__WRITTEN REQUEST__:
Your task is to repeat the entries word for word while leaving out the pictures.

__PROVIDED RECORDS__:
========

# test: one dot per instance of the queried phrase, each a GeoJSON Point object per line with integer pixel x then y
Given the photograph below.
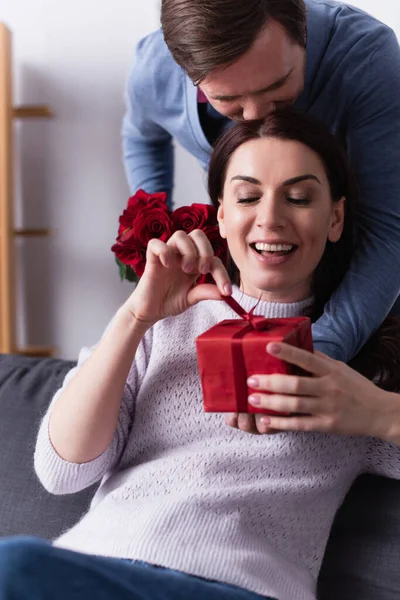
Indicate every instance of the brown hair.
{"type": "Point", "coordinates": [380, 357]}
{"type": "Point", "coordinates": [203, 35]}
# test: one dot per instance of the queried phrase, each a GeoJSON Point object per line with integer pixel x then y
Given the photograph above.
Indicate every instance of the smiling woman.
{"type": "Point", "coordinates": [285, 196]}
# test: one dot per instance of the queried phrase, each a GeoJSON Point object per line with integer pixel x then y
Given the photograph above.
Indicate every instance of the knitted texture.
{"type": "Point", "coordinates": [183, 490]}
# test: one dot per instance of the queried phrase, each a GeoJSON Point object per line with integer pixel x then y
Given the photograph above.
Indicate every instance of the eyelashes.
{"type": "Point", "coordinates": [295, 201]}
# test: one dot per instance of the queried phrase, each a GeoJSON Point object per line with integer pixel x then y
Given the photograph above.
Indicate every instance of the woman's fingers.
{"type": "Point", "coordinates": [313, 363]}
{"type": "Point", "coordinates": [285, 404]}
{"type": "Point", "coordinates": [279, 383]}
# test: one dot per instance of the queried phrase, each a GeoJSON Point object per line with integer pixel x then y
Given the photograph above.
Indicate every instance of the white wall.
{"type": "Point", "coordinates": [75, 56]}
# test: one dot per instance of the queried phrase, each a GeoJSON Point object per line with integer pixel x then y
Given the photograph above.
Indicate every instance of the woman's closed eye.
{"type": "Point", "coordinates": [299, 201]}
{"type": "Point", "coordinates": [248, 200]}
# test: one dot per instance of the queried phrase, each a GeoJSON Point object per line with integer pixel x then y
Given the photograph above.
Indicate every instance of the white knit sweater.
{"type": "Point", "coordinates": [183, 490]}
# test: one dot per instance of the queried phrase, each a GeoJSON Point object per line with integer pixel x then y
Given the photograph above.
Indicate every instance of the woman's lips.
{"type": "Point", "coordinates": [275, 258]}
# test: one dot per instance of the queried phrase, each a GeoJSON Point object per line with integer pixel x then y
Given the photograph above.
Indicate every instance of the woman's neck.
{"type": "Point", "coordinates": [272, 309]}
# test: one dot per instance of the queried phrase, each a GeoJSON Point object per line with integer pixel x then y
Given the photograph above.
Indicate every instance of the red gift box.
{"type": "Point", "coordinates": [233, 350]}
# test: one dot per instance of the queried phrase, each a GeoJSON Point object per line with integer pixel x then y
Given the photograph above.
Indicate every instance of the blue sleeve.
{"type": "Point", "coordinates": [147, 147]}
{"type": "Point", "coordinates": [372, 283]}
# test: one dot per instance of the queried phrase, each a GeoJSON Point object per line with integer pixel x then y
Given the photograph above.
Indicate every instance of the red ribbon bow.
{"type": "Point", "coordinates": [258, 323]}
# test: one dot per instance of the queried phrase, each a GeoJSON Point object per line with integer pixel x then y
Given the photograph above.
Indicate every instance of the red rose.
{"type": "Point", "coordinates": [220, 250]}
{"type": "Point", "coordinates": [152, 222]}
{"type": "Point", "coordinates": [142, 198]}
{"type": "Point", "coordinates": [132, 254]}
{"type": "Point", "coordinates": [193, 217]}
{"type": "Point", "coordinates": [135, 204]}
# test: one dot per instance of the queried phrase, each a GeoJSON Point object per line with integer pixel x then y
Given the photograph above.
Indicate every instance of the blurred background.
{"type": "Point", "coordinates": [75, 57]}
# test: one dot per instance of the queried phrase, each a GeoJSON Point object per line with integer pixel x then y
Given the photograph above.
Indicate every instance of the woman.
{"type": "Point", "coordinates": [351, 409]}
{"type": "Point", "coordinates": [190, 508]}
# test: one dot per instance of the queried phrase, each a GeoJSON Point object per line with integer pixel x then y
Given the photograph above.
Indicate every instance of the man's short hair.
{"type": "Point", "coordinates": [203, 35]}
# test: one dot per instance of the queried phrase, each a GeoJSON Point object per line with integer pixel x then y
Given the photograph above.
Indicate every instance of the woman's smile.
{"type": "Point", "coordinates": [277, 214]}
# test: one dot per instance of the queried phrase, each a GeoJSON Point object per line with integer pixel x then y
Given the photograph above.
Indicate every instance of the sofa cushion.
{"type": "Point", "coordinates": [26, 388]}
{"type": "Point", "coordinates": [363, 553]}
{"type": "Point", "coordinates": [362, 559]}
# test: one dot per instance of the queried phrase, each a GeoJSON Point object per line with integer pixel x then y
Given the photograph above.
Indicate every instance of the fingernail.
{"type": "Point", "coordinates": [189, 268]}
{"type": "Point", "coordinates": [228, 289]}
{"type": "Point", "coordinates": [273, 348]}
{"type": "Point", "coordinates": [256, 400]}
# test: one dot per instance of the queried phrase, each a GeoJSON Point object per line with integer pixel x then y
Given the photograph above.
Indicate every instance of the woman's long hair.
{"type": "Point", "coordinates": [379, 359]}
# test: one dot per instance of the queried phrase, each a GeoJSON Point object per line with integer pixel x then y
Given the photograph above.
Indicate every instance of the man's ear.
{"type": "Point", "coordinates": [337, 220]}
{"type": "Point", "coordinates": [220, 217]}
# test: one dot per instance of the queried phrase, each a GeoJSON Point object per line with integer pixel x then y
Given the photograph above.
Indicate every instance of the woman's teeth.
{"type": "Point", "coordinates": [262, 247]}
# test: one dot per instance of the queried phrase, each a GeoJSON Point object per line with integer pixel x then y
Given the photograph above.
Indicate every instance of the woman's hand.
{"type": "Point", "coordinates": [166, 287]}
{"type": "Point", "coordinates": [335, 399]}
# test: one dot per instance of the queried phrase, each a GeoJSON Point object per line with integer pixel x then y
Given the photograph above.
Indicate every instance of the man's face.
{"type": "Point", "coordinates": [270, 75]}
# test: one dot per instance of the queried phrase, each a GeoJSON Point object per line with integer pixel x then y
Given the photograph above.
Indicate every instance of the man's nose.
{"type": "Point", "coordinates": [254, 109]}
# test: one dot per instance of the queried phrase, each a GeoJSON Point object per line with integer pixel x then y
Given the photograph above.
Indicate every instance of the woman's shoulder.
{"type": "Point", "coordinates": [193, 321]}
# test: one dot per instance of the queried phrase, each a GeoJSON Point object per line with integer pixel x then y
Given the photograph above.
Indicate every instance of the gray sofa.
{"type": "Point", "coordinates": [362, 560]}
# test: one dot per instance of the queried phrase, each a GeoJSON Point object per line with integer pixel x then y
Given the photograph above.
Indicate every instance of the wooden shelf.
{"type": "Point", "coordinates": [33, 232]}
{"type": "Point", "coordinates": [32, 112]}
{"type": "Point", "coordinates": [8, 232]}
{"type": "Point", "coordinates": [45, 351]}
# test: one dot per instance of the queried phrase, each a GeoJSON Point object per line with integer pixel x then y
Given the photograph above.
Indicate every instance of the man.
{"type": "Point", "coordinates": [217, 60]}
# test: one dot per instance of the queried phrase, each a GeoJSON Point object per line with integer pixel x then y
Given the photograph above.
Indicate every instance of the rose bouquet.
{"type": "Point", "coordinates": [148, 216]}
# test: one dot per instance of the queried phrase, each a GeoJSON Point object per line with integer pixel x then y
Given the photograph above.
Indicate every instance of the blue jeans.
{"type": "Point", "coordinates": [32, 569]}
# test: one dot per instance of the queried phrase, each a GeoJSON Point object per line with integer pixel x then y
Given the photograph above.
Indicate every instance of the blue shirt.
{"type": "Point", "coordinates": [353, 85]}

========

__RESPONSE__:
# test: one dot per instance of the queried phrase, each a GeoJSON Point object per line with integer pixel x then y
Given the photograph below.
Indicate every instance of the brown hair.
{"type": "Point", "coordinates": [380, 357]}
{"type": "Point", "coordinates": [203, 35]}
# test: one dot per instance of the queried phrase, each a GeoJSON Point object per line with integer pixel x then y
Given the photograph above.
Indicate every instance of the smiling woman.
{"type": "Point", "coordinates": [285, 196]}
# test: one dot per instance of the queried phrase, each a GeoJSON Point object per line with integer pixel x then y
Given the photograph above.
Indicate every instance of the knitted texture.
{"type": "Point", "coordinates": [183, 490]}
# test: one dot per instance of the queried phrase, each a GeoJSON Point object per line with integer pixel x then y
Given the photograph above.
Indicate every instance of the eyelashes.
{"type": "Point", "coordinates": [295, 201]}
# test: one dot per instance of the queried phrase, each a GeoJSON Point object per line with integer pixel x then y
Given the photograph above.
Indicate every instance of the woman's fingers.
{"type": "Point", "coordinates": [313, 363]}
{"type": "Point", "coordinates": [285, 404]}
{"type": "Point", "coordinates": [279, 383]}
# test: one dot per instance of the queried phrase, each a GeoJSON Point object per line with integer pixel x then y
Given the photograph above.
Indicate every instance of the white wall.
{"type": "Point", "coordinates": [75, 56]}
# test: one dot per instance of the queried phrase, each a GeoJSON Point object per line with integer pixel x then y
Given the photograph above.
Indicate every instance of the woman's closed eye.
{"type": "Point", "coordinates": [299, 201]}
{"type": "Point", "coordinates": [248, 200]}
# test: one dot per instance of the queried phrase, each a GeoJSON Point object per line with integer pixel x then y
Given the photograph above.
Indicate every instance of the white knit sweater.
{"type": "Point", "coordinates": [183, 490]}
# test: one dot per instance of the queried phrase, each a GeoJSON Point object per line with integer pixel x then y
Given the photograph above.
Indicate every instance of the woman's lips.
{"type": "Point", "coordinates": [275, 258]}
# test: one dot per instance of the queried phrase, each a GeoJSON Point object per line with integer pixel x then y
Given the photograph above.
Indicate every instance of the woman's neck.
{"type": "Point", "coordinates": [272, 309]}
# test: one dot per instance of the queried phrase, each a GeoJSON Point object per line with integer pixel x then y
Given the photograph above.
Indicate every instance of the red gift box.
{"type": "Point", "coordinates": [233, 350]}
# test: one dot per instance of the queried phrase, each a GeoJSON Point object per line with integer pixel x then y
Given the photograph above.
Indicate every instance of the blue sleeve.
{"type": "Point", "coordinates": [147, 147]}
{"type": "Point", "coordinates": [372, 283]}
# test: one dot per instance of the queried phrase, each a GeoJSON Point object per line with integer pixel x then y
Given the photograph above.
Indicate every instance of the red ribbon bow.
{"type": "Point", "coordinates": [258, 323]}
# test: one dot per instance of the queried phrase, each a GeoJSON Point object per line with integer pixel x then y
Given the photograph above.
Indicate every instance of the red rose.
{"type": "Point", "coordinates": [220, 250]}
{"type": "Point", "coordinates": [152, 222]}
{"type": "Point", "coordinates": [142, 198]}
{"type": "Point", "coordinates": [132, 254]}
{"type": "Point", "coordinates": [193, 217]}
{"type": "Point", "coordinates": [135, 204]}
# test: one dot per instance of the queried phrase, each a GeoJSON Point object per line with integer pixel x then y
Given the photograph above.
Indicate every instance of the blurred background.
{"type": "Point", "coordinates": [75, 57]}
# test: one dot per instance of the queried phrase, each a GeoJSON Point object per line with integer pixel x then y
Given the photograph above.
Indicate every instance of the woman.
{"type": "Point", "coordinates": [351, 409]}
{"type": "Point", "coordinates": [190, 508]}
# test: one dot per instance of the queried phrase, each a GeoJSON Point object per line with integer pixel x then y
Given the photograph above.
Indicate every instance of the man's short hair.
{"type": "Point", "coordinates": [203, 35]}
# test: one dot per instance of the queried phrase, each a GeoJSON Point object per line with integer pixel x then y
Given the photograph above.
Indicate every instance of the woman's smile.
{"type": "Point", "coordinates": [277, 214]}
# test: one dot per instance of the queried phrase, each a GeoJSON Point object per line with integer pixel x then y
Given the photograph above.
Indicate every instance of the sofa cushion.
{"type": "Point", "coordinates": [26, 388]}
{"type": "Point", "coordinates": [363, 553]}
{"type": "Point", "coordinates": [362, 559]}
# test: one dot per instance of the queried phrase, each a GeoJSON Point object per line with integer pixel x then y
Given the photograph above.
Indicate every instance of the fingernail.
{"type": "Point", "coordinates": [189, 268]}
{"type": "Point", "coordinates": [228, 289]}
{"type": "Point", "coordinates": [273, 348]}
{"type": "Point", "coordinates": [256, 400]}
# test: one dot per instance of the queried phrase, each a GeoJSON Point object per line with integer pixel x then y
Given the photograph above.
Indicate every instance of the woman's long hair.
{"type": "Point", "coordinates": [379, 359]}
# test: one dot per instance of the queried phrase, each a GeoJSON Point object per line with integer pixel x then y
Given the photograph above.
Indicate every instance of the man's ear.
{"type": "Point", "coordinates": [337, 220]}
{"type": "Point", "coordinates": [220, 217]}
# test: one dot per instance of the queried phrase, each a GeoJSON Point object per line with integer pixel x then y
Given the photograph above.
Indicate every instance of the woman's teeth.
{"type": "Point", "coordinates": [262, 247]}
# test: one dot per instance of the queried phrase, each a GeoJSON Point object per line with integer pixel x then y
Given the photograph above.
Indicate every instance of the woman's hand.
{"type": "Point", "coordinates": [166, 287]}
{"type": "Point", "coordinates": [335, 399]}
# test: one dot per instance of the queried phrase, each a GeoJSON Point object per line with integer pixel x then y
Given the photograph above.
Indicate every instance of the man's face.
{"type": "Point", "coordinates": [270, 75]}
# test: one dot per instance of the queried phrase, each a GeoJSON Point object per line with integer pixel x then y
Given the photograph above.
Indicate every instance of the man's nose.
{"type": "Point", "coordinates": [254, 109]}
# test: one dot per instance of the queried phrase, each a GeoJSON Point object per line with integer pixel x then y
Given the photograph above.
Indicate every instance of the woman's shoulder.
{"type": "Point", "coordinates": [193, 321]}
# test: one dot per instance of the queried phrase, each a GeoJSON Point object per line with integer pixel x then y
Given the photograph above.
Indicate every instance of the gray sofa.
{"type": "Point", "coordinates": [362, 560]}
# test: one dot per instance of the queried phrase, each a GeoJSON Point object per line with integer pixel x then y
Given the photograph above.
Indicate every instance of the wooden shelf.
{"type": "Point", "coordinates": [33, 232]}
{"type": "Point", "coordinates": [32, 112]}
{"type": "Point", "coordinates": [8, 232]}
{"type": "Point", "coordinates": [45, 351]}
# test: one dot per instance of the queried phrase, each a GeoJSON Point object per line with integer pixel x then y
Given the photograph above.
Indicate every instance of the man.
{"type": "Point", "coordinates": [217, 60]}
# test: one dot per instance of the queried phrase, each a GeoJSON Point object per line with integer pixel x then y
Given the photograph above.
Indicate every instance of the rose bouquet.
{"type": "Point", "coordinates": [148, 216]}
# test: one dot per instance of the queried phrase, each a GeoJSON Point object per line with integer pixel x then y
Given the photograph above.
Indicate every instance of the blue jeans.
{"type": "Point", "coordinates": [32, 569]}
# test: one dot per instance of the queried phrase, each a GeoJSON Point object per line with integer pixel x then y
Given the photograph above.
Indicate every instance of the blue shirt.
{"type": "Point", "coordinates": [353, 85]}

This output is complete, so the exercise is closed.